→ **Work instructions**:
Pick out every line in the items below that contains the word "green", and copy each one. Letter case matters.

→ **Annotation dataset entries**:
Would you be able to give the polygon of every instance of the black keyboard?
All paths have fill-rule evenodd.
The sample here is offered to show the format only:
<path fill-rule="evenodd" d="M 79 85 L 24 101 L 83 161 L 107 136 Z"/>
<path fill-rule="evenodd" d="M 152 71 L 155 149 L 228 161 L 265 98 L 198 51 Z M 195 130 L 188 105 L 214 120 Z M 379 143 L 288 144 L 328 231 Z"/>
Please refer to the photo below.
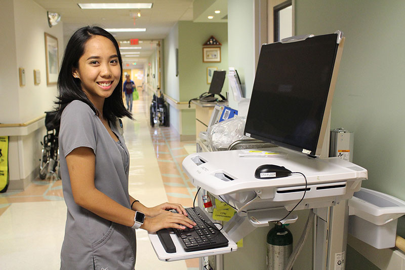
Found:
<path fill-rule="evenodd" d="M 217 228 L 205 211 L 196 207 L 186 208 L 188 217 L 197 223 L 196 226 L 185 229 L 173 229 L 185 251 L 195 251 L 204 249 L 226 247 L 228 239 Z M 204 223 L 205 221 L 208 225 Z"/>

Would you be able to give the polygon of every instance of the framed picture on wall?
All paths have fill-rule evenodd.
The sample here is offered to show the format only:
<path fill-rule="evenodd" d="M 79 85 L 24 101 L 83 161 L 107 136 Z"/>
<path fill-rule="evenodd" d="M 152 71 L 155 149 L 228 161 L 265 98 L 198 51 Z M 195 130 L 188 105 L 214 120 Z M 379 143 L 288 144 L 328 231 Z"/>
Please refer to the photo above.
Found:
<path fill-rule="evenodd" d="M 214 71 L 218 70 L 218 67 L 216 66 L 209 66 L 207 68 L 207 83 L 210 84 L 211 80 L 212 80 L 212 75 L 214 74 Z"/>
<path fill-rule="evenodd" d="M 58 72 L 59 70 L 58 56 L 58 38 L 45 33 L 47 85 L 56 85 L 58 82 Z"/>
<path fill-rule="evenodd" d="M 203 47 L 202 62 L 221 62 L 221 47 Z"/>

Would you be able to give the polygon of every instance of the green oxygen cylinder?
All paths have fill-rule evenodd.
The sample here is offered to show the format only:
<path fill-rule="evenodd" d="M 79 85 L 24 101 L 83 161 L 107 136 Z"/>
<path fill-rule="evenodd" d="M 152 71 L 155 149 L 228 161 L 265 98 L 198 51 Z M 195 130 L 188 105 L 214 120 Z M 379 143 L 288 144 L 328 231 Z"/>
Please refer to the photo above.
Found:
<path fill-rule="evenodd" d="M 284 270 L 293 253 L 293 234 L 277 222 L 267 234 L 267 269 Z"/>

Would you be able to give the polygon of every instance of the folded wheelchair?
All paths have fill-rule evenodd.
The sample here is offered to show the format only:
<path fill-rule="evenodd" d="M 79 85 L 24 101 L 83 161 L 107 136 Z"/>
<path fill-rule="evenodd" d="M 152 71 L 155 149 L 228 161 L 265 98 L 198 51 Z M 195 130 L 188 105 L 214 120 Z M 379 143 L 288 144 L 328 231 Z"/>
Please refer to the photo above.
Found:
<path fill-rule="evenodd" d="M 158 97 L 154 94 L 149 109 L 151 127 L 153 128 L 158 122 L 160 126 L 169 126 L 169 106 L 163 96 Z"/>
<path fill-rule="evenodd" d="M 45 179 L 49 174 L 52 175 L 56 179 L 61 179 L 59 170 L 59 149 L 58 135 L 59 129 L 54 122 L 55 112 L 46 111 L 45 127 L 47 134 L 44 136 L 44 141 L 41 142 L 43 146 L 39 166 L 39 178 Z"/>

--

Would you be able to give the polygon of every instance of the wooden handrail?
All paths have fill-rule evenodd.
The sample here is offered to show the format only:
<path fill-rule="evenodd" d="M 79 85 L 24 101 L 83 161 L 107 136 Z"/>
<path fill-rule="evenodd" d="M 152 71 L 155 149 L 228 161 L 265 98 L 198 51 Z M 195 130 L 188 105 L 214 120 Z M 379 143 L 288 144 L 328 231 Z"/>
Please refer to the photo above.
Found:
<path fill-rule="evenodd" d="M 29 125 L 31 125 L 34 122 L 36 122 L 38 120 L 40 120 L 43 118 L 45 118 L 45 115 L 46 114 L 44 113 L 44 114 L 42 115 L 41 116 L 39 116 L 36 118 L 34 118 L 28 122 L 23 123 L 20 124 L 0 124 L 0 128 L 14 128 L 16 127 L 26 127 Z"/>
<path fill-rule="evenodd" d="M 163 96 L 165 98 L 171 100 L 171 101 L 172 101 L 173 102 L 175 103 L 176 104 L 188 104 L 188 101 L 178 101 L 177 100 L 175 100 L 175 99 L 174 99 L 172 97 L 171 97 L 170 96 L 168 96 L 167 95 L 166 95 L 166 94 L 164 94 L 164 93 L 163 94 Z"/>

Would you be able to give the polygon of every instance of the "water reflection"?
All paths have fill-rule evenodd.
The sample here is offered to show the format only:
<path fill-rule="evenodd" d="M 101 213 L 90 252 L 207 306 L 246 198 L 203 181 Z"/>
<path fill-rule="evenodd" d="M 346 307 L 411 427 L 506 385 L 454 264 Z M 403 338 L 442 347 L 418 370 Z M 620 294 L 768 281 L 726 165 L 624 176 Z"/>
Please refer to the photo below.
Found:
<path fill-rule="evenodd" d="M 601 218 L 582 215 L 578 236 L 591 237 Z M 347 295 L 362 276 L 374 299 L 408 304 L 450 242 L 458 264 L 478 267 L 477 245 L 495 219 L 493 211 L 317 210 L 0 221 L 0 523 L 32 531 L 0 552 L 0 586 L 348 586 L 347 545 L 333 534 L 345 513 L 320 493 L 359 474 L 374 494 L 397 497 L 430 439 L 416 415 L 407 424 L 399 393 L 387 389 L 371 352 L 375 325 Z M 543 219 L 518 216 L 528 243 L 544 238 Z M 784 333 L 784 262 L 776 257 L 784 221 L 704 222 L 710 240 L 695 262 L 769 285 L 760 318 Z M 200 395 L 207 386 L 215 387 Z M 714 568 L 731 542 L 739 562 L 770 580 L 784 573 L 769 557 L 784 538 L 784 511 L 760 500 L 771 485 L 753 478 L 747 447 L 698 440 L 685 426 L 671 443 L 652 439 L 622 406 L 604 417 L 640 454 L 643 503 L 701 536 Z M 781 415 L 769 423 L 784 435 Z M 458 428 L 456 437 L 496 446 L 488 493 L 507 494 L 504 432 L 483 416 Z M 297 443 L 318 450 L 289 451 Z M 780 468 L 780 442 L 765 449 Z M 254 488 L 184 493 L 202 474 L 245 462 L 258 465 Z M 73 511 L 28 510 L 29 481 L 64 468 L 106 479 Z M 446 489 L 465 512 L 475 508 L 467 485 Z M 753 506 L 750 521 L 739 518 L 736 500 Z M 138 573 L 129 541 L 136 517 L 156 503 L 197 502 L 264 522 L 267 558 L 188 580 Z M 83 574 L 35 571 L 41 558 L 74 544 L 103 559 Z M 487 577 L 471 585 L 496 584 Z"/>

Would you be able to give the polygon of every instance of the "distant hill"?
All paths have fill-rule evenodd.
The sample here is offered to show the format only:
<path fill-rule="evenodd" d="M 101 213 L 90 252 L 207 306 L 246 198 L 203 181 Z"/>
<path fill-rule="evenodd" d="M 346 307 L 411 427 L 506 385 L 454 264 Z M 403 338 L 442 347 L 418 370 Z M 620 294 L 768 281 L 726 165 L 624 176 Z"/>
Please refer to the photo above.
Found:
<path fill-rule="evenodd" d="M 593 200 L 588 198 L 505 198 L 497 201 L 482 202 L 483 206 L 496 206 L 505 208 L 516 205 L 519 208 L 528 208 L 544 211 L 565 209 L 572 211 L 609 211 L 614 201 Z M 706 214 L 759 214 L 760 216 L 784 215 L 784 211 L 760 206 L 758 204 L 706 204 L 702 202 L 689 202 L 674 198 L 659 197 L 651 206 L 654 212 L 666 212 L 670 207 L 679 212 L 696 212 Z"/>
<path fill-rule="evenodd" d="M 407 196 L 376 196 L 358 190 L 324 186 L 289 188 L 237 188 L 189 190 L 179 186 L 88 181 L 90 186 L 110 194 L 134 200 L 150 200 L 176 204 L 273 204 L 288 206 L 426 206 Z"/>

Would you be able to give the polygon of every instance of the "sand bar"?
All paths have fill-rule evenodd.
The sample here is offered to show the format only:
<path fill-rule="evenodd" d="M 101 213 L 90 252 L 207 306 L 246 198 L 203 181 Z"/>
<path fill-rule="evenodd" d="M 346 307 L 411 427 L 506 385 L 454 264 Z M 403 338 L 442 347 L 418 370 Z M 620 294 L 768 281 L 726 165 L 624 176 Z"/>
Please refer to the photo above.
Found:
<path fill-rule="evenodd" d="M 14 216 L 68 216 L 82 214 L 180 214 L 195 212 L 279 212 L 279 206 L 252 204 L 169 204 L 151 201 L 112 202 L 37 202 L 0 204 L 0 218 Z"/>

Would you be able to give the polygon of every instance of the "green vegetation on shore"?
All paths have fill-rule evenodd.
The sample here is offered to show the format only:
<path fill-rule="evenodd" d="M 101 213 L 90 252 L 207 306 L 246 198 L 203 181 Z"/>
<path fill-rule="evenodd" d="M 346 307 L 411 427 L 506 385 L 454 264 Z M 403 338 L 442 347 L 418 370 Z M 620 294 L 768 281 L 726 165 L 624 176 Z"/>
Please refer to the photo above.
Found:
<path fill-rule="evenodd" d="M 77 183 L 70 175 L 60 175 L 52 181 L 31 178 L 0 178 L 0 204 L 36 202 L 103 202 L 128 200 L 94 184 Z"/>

---

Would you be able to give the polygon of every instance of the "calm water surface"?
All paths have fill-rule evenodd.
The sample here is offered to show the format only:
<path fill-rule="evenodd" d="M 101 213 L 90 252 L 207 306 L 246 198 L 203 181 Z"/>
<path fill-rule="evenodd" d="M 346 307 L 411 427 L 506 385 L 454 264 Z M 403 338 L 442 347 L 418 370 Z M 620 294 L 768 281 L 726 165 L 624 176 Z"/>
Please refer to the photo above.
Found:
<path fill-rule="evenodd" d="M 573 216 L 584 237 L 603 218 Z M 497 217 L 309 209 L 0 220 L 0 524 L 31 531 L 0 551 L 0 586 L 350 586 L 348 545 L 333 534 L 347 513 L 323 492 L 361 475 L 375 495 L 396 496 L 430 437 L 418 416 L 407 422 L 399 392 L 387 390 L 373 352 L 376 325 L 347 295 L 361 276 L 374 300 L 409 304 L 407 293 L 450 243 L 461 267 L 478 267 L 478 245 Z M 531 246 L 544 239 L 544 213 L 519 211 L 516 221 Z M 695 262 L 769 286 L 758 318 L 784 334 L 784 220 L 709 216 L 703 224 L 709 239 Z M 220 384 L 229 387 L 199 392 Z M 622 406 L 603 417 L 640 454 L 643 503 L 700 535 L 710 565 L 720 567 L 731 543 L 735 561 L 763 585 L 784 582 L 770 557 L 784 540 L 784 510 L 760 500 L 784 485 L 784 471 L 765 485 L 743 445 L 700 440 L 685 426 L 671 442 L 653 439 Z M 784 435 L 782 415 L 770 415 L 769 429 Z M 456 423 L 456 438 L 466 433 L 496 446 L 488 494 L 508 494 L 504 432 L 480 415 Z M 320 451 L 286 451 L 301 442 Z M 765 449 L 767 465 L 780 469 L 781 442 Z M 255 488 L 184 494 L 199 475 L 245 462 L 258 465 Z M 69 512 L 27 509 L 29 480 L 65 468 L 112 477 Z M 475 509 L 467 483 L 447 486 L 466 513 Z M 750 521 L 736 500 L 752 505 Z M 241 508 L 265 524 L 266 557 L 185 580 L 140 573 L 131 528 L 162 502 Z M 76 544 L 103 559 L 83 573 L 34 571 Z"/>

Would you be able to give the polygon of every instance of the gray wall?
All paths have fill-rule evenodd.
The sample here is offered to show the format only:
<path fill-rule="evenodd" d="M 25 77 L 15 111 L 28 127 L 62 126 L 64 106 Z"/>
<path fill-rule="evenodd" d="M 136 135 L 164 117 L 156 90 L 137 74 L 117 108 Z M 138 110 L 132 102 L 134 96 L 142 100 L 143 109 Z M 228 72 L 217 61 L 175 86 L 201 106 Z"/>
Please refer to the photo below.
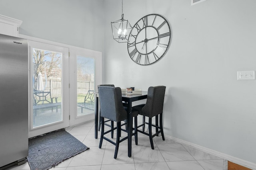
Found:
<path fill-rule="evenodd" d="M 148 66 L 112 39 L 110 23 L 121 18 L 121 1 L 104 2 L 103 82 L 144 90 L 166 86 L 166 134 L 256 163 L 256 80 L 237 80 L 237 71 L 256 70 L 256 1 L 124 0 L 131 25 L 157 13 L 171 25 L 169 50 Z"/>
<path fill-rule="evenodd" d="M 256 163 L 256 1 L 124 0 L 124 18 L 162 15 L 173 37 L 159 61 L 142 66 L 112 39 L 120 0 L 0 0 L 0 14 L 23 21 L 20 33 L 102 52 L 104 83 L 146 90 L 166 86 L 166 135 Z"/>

→ **Response to this task**:
Would you be able to give the polygon of every instance of the green oxygen cylinder?
Would you be able to give the polygon of every instance of the "green vegetation on shore"?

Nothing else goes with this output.